— Record set —
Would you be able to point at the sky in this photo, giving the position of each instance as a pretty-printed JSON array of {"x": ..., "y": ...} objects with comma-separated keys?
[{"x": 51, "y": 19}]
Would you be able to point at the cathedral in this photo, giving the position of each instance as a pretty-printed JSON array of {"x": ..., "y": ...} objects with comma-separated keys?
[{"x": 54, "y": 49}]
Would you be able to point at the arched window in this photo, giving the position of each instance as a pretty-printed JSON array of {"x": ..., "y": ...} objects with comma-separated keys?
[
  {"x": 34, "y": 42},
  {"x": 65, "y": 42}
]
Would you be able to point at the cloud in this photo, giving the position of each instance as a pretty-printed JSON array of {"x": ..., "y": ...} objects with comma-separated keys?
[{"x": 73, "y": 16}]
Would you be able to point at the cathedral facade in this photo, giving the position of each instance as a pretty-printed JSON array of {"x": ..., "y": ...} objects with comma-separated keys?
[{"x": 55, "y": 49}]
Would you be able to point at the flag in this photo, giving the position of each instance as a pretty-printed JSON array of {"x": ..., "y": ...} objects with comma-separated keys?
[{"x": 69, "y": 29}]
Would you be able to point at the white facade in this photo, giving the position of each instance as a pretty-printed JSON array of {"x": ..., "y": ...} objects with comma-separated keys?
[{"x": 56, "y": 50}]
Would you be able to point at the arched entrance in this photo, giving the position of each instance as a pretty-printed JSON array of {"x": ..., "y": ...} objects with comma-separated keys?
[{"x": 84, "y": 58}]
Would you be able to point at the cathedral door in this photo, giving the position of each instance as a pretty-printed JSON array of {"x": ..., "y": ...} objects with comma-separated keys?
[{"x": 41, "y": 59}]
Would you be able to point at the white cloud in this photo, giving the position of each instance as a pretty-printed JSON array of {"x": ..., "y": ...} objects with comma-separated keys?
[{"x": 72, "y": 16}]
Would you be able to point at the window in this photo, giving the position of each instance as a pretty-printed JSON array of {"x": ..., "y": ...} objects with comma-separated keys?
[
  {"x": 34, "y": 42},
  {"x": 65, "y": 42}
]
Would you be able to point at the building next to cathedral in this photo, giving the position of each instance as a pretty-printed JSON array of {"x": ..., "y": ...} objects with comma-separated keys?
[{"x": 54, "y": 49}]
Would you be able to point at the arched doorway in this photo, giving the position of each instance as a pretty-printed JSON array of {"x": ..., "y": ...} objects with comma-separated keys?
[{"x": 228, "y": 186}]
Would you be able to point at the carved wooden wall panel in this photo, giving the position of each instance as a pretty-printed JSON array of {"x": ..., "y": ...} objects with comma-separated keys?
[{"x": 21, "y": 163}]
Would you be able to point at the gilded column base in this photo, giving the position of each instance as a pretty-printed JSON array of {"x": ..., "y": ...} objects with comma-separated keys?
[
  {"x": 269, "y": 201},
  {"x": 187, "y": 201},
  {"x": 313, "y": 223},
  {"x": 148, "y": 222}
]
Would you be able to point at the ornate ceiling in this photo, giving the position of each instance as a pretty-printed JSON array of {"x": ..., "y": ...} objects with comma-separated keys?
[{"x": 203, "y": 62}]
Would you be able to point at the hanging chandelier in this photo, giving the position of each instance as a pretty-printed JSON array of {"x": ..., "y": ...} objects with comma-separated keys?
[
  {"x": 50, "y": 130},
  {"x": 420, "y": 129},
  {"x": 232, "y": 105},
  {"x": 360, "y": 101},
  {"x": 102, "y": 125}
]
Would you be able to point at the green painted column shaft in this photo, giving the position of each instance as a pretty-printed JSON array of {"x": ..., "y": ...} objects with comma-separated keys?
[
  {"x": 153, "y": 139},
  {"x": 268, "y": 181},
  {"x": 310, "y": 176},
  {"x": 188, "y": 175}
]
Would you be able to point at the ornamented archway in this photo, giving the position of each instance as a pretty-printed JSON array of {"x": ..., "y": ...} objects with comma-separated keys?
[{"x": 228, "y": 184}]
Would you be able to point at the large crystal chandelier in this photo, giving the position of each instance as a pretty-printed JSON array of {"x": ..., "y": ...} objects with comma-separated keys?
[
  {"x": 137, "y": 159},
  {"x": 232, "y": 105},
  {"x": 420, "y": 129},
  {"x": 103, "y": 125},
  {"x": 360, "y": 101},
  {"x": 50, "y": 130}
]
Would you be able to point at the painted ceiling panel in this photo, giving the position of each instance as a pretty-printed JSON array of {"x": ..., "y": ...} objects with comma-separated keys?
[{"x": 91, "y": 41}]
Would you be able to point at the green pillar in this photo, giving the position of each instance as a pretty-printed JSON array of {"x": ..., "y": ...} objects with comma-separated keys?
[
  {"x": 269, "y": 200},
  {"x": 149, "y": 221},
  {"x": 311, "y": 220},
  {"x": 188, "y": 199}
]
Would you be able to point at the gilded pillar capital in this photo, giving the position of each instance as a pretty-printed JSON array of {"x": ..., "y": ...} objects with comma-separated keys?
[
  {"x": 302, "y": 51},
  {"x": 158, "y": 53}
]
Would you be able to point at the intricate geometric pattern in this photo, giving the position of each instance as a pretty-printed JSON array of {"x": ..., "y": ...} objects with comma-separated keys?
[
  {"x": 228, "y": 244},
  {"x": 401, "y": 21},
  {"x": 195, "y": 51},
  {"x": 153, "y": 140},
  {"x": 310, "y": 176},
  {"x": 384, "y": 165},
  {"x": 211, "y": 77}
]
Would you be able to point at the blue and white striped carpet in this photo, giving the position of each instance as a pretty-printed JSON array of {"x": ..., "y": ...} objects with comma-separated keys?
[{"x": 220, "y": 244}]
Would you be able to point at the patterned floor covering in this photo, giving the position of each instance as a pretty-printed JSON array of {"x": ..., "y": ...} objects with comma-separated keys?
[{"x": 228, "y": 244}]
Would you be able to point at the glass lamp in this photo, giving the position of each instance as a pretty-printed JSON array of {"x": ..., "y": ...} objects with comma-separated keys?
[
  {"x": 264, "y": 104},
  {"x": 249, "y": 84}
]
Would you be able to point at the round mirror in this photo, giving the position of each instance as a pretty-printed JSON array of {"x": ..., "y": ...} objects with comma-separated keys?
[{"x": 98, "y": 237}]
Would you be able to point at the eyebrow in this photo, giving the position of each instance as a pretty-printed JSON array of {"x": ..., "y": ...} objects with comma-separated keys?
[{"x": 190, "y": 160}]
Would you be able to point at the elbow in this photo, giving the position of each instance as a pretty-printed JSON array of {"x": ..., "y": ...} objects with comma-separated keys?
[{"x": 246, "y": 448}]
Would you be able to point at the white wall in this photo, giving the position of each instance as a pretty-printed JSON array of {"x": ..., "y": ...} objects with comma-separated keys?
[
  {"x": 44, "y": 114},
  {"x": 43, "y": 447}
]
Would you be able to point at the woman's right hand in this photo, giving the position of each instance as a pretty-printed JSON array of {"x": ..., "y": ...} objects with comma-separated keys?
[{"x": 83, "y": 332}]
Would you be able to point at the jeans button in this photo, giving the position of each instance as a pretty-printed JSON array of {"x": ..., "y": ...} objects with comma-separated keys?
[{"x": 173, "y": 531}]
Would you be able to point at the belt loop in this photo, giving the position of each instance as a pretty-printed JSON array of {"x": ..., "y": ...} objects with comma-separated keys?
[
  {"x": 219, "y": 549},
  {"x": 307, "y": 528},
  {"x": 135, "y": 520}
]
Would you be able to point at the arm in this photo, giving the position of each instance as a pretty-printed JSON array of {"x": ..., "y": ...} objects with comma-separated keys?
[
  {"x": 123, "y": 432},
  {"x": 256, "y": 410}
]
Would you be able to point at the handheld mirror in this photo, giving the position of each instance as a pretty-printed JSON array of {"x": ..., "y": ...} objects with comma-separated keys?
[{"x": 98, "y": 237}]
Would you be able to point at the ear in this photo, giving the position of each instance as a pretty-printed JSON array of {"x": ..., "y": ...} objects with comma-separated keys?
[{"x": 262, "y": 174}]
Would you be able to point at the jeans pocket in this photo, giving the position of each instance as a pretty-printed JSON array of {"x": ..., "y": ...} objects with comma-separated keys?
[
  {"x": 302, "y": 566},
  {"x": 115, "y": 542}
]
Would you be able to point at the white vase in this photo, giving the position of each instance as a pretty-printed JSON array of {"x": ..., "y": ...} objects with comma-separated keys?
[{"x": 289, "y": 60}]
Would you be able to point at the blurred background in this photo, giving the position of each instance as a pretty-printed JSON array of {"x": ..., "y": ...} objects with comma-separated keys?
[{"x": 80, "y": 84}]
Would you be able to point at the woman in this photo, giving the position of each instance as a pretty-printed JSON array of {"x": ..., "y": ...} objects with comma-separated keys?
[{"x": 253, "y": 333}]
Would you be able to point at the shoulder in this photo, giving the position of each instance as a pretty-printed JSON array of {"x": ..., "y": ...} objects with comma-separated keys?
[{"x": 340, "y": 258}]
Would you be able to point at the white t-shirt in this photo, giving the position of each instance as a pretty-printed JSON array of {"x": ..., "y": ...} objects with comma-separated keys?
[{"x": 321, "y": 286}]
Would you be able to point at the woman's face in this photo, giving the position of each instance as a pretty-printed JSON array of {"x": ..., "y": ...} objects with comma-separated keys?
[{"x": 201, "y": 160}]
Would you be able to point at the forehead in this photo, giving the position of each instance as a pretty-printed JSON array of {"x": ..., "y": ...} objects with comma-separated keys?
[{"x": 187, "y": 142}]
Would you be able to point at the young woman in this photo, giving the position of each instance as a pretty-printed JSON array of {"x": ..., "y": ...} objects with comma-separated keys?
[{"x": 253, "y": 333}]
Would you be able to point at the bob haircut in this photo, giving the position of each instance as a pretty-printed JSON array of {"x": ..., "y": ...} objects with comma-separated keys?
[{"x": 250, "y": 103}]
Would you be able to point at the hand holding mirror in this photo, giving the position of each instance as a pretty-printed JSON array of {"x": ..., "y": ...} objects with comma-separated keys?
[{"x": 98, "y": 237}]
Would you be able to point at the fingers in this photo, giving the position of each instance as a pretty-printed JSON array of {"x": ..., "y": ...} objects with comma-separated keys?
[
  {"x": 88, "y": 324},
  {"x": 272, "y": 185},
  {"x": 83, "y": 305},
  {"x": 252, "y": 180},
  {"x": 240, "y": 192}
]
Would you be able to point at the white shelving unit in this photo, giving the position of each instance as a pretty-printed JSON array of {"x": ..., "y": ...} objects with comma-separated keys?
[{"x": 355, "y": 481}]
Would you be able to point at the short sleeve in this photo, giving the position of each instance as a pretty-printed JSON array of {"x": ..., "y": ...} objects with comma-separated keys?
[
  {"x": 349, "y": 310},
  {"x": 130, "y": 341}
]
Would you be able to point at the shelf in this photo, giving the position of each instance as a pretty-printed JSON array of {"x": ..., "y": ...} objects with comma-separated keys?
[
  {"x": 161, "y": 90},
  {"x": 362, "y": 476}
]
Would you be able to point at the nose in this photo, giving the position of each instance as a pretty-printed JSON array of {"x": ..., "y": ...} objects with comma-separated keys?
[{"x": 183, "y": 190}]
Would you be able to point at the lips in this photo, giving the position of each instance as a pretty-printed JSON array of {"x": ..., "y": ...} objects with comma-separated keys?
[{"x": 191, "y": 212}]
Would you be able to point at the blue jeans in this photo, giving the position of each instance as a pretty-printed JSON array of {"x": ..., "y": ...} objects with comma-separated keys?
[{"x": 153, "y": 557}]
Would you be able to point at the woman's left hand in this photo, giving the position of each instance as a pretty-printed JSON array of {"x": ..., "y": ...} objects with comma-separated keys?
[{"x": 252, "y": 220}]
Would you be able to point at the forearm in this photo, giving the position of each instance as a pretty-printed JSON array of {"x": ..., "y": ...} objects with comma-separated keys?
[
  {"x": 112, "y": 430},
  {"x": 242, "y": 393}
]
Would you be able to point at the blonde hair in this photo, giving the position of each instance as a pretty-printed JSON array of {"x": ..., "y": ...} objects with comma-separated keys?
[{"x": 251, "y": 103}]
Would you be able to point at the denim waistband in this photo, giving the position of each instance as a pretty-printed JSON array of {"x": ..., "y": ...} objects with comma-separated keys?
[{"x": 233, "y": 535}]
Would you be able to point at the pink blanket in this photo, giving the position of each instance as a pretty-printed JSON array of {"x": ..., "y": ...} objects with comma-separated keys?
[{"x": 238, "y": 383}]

— Directions —
Begin at the line that has "Would you be able to point at the nose" and stop after the last line of the records. Write out every line in that span again, not only the answers, and shift each coordinate in the answers by adding 146 to it.

— Finished answer —
Would you be able to point at the nose in this photo, giving the position of each instance as a pretty-printed JSON array of {"x": ..., "y": ...} objects with comma-separated keys?
[{"x": 329, "y": 336}]
Would you be able to point at the lips in this photo, giving the position of each instance as a pretty-printed JSON array of {"x": ..., "y": ...} objects with comma-separated keys?
[{"x": 337, "y": 358}]
Would you be able to point at the blue jeans in this photo, giving the position of each instance as a pretty-printed JSON array of {"x": ..., "y": ...} objects with comma-separated keys?
[{"x": 299, "y": 703}]
Would you be able to point at the woman's left hand in this photo, giving the position of each instance as a pretty-printed JSON array of {"x": ..., "y": ...} objects with comma-separated keys?
[{"x": 398, "y": 366}]
Would you be able to point at the forearm in this photo, giving the position of each instance as a pretty-printed JSON array of {"x": ..., "y": ...} objects with comma-separated keys?
[
  {"x": 258, "y": 576},
  {"x": 388, "y": 539}
]
Would you be able to point at the blonde hair in this photo, giving the position of each instance as a pretty-printed JSON array of {"x": ..., "y": ...} objects with comma-separated keys?
[{"x": 397, "y": 249}]
Would you be able to point at the denim waistband in this photo, giving the position of each instance as a pretty-printed JSON array of {"x": ..., "y": ...} objects with comma-separated keys?
[{"x": 379, "y": 681}]
Would you be able to point at the pink blanket in this photo, giving the position of each instance as a pretty-printed JSON array of {"x": ..., "y": ...} objects with comma-separated keys?
[{"x": 384, "y": 529}]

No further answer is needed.